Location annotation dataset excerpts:
###

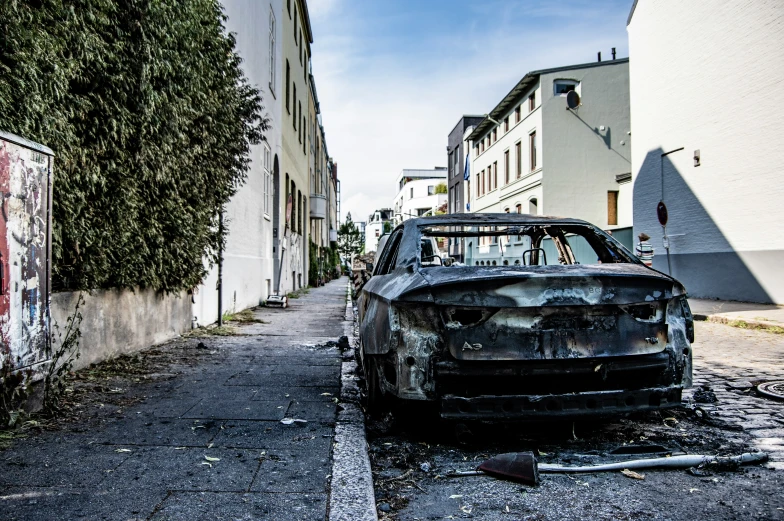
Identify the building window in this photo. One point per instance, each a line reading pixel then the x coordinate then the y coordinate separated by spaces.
pixel 266 204
pixel 532 148
pixel 288 84
pixel 272 51
pixel 506 167
pixel 562 87
pixel 612 207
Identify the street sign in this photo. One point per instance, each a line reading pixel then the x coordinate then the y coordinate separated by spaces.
pixel 661 213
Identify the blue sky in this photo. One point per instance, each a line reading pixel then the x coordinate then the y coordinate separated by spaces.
pixel 394 77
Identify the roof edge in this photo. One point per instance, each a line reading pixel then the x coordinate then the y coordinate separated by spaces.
pixel 529 77
pixel 631 13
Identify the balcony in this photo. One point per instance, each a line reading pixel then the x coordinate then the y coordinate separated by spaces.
pixel 318 206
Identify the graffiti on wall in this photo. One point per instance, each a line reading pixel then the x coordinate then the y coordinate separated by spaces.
pixel 24 273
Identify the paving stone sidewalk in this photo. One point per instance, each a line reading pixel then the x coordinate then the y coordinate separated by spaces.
pixel 731 361
pixel 208 443
pixel 754 315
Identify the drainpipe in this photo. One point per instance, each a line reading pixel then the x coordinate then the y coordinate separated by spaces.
pixel 220 269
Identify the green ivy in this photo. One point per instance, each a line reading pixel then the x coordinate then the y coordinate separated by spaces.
pixel 150 115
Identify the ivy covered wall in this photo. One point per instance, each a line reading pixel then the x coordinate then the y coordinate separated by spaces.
pixel 151 119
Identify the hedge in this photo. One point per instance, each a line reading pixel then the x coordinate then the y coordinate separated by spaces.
pixel 152 122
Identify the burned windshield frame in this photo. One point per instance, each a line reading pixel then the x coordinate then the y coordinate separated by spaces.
pixel 606 249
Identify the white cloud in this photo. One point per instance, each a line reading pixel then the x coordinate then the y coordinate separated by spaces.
pixel 384 112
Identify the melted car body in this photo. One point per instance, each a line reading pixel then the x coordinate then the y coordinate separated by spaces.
pixel 543 317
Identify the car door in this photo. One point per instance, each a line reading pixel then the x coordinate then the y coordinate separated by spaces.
pixel 374 300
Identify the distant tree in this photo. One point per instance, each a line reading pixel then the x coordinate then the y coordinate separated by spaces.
pixel 350 241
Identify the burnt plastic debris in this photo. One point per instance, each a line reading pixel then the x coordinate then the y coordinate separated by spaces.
pixel 514 466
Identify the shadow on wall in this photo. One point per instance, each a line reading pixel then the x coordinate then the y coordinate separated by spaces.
pixel 701 256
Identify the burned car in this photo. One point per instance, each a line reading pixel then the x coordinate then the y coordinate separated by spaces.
pixel 540 317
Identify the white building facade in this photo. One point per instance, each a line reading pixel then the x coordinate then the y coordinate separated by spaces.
pixel 374 228
pixel 273 38
pixel 418 193
pixel 248 258
pixel 533 155
pixel 709 143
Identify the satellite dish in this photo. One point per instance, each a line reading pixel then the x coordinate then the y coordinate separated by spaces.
pixel 572 99
pixel 661 213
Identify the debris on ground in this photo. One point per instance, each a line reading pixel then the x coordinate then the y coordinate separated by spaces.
pixel 705 394
pixel 631 474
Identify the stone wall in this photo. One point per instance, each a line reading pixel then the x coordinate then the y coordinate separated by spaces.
pixel 122 321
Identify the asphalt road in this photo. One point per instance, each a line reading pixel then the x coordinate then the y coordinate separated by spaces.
pixel 192 430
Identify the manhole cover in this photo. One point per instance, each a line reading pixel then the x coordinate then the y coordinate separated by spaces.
pixel 772 389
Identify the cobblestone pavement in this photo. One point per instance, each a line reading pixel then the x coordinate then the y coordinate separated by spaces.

###

** THE EXERCISE **
Could you pull every line from the records above and reproduce it word for word, leaving the pictures out of your answer?

** EXERCISE RESULT **
Identify the building window in this photo. One point per instance, each a line reading pixel then the x coordinate then the y coordinate separated by spaces.
pixel 266 204
pixel 532 148
pixel 288 84
pixel 272 51
pixel 506 167
pixel 562 87
pixel 612 207
Identify the street sign in this photo. One point per instance, each a line reading pixel then the x coordinate then the y coordinate separated by spaces.
pixel 661 213
Identify the blue sky in this photo. One point per instance, each a line reading pixel then the x coordinate then the y coordinate separated by spaces.
pixel 394 77
Identify the roof edge in this photo. One point per instance, each a line reading pixel then the x coordinate then the y coordinate separated by spaces.
pixel 529 77
pixel 631 13
Identify the balcony in this photo. One point per instance, each a line reading pixel then the x coordinate then the y coordinate separated by spaces.
pixel 318 206
Identify the graffiti on wall in this photo. One point per instance, each a line reading pixel then the x coordinate then the y coordinate separated by spaces.
pixel 24 273
Identify the paving stone sidewalk in this photo. One point per instance, each a line reading pixel then the x coordinate then the y coordinate separated by spaces.
pixel 731 361
pixel 208 443
pixel 754 315
Identify the drainpipe in this photo. One point per instance, each a line reading pixel then the x coordinate then the y coordinate separated by spaces.
pixel 220 269
Identify the green ivy in this photo. One point per instance, each a line reading pixel then the x coordinate then the y coordinate separated by spaces.
pixel 150 115
Identify the ivy covered wall in this photo. One point per instance, each a line reading pixel then the x coordinate then the y coordinate separated by spaces.
pixel 151 119
Identify the hedge in this photo. One point per instance, each a line reading pixel then the x coordinate then the y coordinate separated by spaces.
pixel 152 122
Identify the burned windshield frame in this photo. One point per instance, each a line reading pixel then the x coordinate then the y coordinate separated by spaces.
pixel 606 249
Identify the white cloud in this photo. One point per instance, each a line reading pixel then the x coordinate then the y coordinate separated by spaces.
pixel 384 112
Identify the melted car body in this photo. One point per instance, each a line reading pixel then the x coordinate then the y coordinate separated by spaces.
pixel 543 317
Identify the car door in this photo. One point per instance, each a line reading pixel then the x coordinate then the y coordinate separated by spaces.
pixel 374 300
Identify the distant tree in this photo. One point per instance, each a line reading pixel then the x coordinate then the y coordinate separated by spaces.
pixel 350 241
Identify the burnt plastic debris in this photo. One point per instance, each a line reading pixel then the x coordinate then the y coordinate separated by spaces.
pixel 514 466
Identify the shadow on wall in this photo. One point per instance, each a line reading pixel then the x coordinate then the y coordinate separated by spaces.
pixel 701 256
Identify the burned car in this photo. One point per instance, each a line reading pixel then the x coordinate then the y coordinate separated by spaces.
pixel 540 317
Identify the white building facade in this photo. One point per instance, each a line reading pixel then the x coordinate then the y coordinate separated by spaces.
pixel 374 228
pixel 273 38
pixel 418 193
pixel 248 258
pixel 533 155
pixel 709 143
Identify the satellite dish in this photo. One point per instance, each a line reading pixel then the x coordinate then the y coordinate separated by spaces.
pixel 572 99
pixel 661 213
Identify the debris on ground in this photo. One point per instance, each a line reading pixel then the x coordinate then the y coordinate separated by spaces.
pixel 705 394
pixel 631 474
Identify the stone wall in this photo. One point per instance, each a line reading pixel then the x coordinate then the y coordinate separated by spaces.
pixel 122 321
Identify the asphalt road in this photo. One point per instance, each a line reading pixel then the x coordinate then the y coordinate separated by spaces.
pixel 192 430
Identify the manhole cover in this photo. One point per instance, each a line reading pixel then the x coordinate then the y coordinate separated by spaces.
pixel 772 389
Identify the cobblestone pavement in this photo. One point per instance, each a line reading pixel then the x coordinate then the y coordinate separated by spaces.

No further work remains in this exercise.